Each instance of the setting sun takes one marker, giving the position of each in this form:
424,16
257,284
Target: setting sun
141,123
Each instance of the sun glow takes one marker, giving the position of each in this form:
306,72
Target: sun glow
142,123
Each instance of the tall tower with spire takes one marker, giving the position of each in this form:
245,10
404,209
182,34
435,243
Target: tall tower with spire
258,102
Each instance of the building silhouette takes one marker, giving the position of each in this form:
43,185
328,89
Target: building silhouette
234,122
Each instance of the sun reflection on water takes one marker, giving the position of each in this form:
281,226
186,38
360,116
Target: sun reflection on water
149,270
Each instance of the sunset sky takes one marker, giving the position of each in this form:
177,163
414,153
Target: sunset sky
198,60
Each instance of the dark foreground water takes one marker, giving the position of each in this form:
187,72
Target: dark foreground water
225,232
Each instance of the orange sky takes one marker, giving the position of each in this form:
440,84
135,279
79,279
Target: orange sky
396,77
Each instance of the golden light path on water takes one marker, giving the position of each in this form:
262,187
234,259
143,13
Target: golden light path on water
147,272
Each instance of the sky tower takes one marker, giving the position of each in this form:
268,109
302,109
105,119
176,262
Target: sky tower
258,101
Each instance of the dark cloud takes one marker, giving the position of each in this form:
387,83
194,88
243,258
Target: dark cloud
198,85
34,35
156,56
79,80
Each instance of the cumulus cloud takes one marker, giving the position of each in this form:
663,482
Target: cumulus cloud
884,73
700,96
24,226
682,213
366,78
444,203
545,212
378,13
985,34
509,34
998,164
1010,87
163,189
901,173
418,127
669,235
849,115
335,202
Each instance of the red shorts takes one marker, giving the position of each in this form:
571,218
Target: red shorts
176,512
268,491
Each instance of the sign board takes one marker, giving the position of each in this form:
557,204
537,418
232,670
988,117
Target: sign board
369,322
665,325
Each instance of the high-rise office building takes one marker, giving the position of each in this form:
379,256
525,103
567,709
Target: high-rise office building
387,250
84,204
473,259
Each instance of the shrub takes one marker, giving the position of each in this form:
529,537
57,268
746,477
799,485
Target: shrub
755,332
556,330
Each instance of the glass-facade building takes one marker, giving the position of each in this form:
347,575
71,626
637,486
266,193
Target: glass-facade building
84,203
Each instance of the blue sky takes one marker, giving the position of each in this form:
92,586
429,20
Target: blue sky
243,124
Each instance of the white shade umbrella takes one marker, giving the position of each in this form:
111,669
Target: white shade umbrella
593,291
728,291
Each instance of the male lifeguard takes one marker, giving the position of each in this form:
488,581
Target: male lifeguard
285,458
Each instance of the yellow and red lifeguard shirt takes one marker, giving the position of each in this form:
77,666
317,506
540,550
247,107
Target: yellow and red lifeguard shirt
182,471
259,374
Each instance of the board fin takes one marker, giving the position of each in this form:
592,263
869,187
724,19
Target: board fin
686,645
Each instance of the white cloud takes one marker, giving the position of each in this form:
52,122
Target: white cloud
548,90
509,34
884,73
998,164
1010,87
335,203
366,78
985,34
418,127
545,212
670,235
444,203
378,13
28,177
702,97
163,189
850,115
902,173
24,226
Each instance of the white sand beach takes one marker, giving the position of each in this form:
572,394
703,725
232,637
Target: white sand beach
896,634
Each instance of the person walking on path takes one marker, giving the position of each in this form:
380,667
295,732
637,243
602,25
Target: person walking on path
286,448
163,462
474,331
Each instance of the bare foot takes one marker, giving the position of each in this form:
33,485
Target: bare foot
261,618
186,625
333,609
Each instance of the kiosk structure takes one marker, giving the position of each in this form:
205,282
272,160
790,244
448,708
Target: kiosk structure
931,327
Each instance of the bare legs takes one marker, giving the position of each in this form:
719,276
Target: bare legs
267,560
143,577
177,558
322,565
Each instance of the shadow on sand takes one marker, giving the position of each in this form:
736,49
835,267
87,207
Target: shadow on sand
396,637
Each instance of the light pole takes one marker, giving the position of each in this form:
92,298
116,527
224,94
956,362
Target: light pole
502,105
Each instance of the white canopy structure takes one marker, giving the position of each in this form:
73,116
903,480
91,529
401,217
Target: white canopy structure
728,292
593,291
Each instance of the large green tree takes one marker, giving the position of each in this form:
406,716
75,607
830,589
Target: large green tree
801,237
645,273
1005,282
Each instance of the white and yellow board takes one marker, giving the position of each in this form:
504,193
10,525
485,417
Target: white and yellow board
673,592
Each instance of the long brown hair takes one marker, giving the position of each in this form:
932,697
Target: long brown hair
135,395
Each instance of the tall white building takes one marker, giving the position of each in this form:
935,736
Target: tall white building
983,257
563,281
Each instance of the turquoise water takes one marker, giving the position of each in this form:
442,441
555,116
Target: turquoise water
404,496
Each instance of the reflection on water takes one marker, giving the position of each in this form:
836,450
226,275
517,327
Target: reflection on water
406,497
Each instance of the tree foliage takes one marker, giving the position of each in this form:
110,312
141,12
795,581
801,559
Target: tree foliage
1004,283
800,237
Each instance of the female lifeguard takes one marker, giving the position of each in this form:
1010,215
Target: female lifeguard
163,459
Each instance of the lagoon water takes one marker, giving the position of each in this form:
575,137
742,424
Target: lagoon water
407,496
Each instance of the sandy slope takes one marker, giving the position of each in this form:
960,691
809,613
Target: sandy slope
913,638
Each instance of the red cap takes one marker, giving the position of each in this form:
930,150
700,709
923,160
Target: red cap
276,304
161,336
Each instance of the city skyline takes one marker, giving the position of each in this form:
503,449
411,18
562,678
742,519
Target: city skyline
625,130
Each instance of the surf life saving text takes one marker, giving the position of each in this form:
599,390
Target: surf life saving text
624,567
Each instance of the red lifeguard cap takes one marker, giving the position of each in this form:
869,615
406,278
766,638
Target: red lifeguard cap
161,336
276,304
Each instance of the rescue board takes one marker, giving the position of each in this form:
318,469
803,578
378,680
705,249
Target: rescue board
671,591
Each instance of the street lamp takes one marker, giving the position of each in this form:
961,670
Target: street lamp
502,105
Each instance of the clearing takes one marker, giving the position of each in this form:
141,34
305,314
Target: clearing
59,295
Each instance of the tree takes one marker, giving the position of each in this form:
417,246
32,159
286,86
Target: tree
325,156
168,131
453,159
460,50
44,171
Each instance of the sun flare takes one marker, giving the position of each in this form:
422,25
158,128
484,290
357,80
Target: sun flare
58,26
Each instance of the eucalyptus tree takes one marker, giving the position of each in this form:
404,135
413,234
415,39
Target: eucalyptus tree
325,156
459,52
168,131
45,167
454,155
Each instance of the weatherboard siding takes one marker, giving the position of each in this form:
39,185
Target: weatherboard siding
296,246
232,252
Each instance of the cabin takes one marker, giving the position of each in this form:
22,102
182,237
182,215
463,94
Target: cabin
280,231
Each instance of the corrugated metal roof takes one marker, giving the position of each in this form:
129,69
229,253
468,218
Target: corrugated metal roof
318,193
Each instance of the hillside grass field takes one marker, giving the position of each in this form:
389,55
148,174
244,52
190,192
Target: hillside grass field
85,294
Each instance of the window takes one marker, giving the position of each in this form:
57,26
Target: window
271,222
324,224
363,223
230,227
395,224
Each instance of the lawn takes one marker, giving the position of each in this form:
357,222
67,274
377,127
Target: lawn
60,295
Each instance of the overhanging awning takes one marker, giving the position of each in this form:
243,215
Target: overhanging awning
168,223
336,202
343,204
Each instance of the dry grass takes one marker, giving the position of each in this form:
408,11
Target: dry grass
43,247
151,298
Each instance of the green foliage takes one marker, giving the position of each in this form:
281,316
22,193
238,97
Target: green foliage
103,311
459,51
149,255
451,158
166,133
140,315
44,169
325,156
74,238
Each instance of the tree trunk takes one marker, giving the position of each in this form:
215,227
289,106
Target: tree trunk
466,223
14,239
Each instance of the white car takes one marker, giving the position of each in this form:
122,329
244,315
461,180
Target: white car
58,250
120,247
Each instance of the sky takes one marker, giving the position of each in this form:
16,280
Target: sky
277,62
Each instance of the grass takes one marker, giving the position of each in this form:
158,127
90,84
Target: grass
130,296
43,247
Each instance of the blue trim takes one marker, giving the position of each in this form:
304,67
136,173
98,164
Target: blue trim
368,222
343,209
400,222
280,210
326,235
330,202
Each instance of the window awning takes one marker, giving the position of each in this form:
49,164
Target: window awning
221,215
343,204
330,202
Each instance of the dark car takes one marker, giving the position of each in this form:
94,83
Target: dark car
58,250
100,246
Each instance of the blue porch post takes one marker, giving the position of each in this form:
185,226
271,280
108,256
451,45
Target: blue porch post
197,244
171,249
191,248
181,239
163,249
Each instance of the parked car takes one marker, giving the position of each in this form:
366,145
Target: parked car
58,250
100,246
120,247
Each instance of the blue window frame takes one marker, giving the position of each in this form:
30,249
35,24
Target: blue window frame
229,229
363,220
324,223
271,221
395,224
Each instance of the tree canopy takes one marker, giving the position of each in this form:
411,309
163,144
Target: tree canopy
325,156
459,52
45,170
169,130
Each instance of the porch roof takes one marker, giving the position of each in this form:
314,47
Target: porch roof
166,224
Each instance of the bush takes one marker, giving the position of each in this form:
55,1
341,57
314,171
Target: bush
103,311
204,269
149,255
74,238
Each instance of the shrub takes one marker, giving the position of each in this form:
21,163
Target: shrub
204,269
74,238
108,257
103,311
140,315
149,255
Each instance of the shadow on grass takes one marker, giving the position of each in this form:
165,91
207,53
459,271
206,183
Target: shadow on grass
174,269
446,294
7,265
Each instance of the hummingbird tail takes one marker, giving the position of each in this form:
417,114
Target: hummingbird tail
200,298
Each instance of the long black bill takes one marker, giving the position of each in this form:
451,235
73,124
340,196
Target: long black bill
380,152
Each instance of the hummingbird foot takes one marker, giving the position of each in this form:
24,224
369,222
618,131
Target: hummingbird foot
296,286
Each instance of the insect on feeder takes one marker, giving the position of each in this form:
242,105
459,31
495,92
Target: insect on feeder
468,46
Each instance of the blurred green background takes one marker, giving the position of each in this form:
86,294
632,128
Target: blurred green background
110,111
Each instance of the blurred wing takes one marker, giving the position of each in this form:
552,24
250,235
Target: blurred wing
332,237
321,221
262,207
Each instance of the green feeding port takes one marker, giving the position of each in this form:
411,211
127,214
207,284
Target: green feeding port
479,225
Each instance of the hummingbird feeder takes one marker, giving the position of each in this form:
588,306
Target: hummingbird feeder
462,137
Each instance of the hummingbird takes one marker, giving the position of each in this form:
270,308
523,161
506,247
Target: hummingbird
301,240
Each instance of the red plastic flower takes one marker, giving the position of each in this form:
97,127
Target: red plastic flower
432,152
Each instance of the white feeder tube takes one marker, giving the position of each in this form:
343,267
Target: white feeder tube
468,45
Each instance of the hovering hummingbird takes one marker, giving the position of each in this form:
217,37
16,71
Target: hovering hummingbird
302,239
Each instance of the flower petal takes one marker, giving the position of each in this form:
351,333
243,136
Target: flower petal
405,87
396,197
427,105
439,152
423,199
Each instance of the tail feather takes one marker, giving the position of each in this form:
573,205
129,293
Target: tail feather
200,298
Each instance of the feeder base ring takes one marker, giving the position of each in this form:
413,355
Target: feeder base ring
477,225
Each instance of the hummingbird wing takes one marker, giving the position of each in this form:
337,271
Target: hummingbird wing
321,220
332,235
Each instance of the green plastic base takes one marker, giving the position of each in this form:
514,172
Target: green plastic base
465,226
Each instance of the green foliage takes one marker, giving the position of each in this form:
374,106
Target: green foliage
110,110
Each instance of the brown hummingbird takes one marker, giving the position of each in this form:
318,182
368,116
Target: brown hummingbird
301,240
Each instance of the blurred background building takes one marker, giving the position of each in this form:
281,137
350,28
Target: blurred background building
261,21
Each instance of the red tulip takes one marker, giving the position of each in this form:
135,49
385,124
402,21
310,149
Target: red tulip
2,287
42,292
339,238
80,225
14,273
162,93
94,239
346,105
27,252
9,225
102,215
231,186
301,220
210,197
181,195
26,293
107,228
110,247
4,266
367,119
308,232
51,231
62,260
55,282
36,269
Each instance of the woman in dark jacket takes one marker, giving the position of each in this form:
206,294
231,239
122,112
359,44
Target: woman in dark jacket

EXERCISE:
State how many lines of the records hold the string "woman", and nothing else.

EXERCISE RESULT:
2